Instruction
Rewrite the stretch of items from the line containing "Can you find the red" through the line containing "[[144, 245], [449, 330], [467, 322], [545, 312]]", both included, with the requests unchanged. Rescale every x and y coordinate in the answers by 1.85, rounding to whole numbers with halves going up.

(Items in a dataset)
⁂

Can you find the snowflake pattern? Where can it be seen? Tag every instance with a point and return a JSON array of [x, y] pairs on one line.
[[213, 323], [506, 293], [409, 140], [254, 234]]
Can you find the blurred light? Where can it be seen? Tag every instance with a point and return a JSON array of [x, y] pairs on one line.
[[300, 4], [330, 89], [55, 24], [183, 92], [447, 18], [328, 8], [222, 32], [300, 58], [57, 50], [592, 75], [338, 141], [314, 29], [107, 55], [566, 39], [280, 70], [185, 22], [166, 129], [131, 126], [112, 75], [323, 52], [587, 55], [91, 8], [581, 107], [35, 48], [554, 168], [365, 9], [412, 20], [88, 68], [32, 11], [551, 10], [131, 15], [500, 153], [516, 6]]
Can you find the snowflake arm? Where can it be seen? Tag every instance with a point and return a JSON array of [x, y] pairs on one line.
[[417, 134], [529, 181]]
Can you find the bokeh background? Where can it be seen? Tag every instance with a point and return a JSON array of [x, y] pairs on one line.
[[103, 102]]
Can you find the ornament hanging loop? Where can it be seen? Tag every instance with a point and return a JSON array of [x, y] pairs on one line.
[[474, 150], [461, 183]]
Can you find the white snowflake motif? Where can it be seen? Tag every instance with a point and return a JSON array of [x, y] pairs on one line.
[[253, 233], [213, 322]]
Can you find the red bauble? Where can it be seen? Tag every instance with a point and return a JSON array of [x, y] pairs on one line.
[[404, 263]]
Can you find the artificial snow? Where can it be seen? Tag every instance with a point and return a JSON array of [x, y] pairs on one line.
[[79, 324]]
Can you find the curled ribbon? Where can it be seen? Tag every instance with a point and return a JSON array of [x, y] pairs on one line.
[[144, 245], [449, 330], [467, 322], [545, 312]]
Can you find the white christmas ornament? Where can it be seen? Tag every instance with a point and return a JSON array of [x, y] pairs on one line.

⁂

Exercise response
Can you find the red bauble? Where can it be seen? Tag every instance with a point and return a JSON array of [x, y] pairs on one line.
[[747, 487]]
Can you find the artificial snow? Where can it be seen? Tag every instance with a point and return a JSON array of [x, y] pairs on one line.
[[146, 599]]
Can you find the curled ribbon? Where can it be seen? Tag every instance with a point and return a JSON array of [x, y] pairs on one line.
[[266, 453], [831, 611], [864, 596], [1008, 577]]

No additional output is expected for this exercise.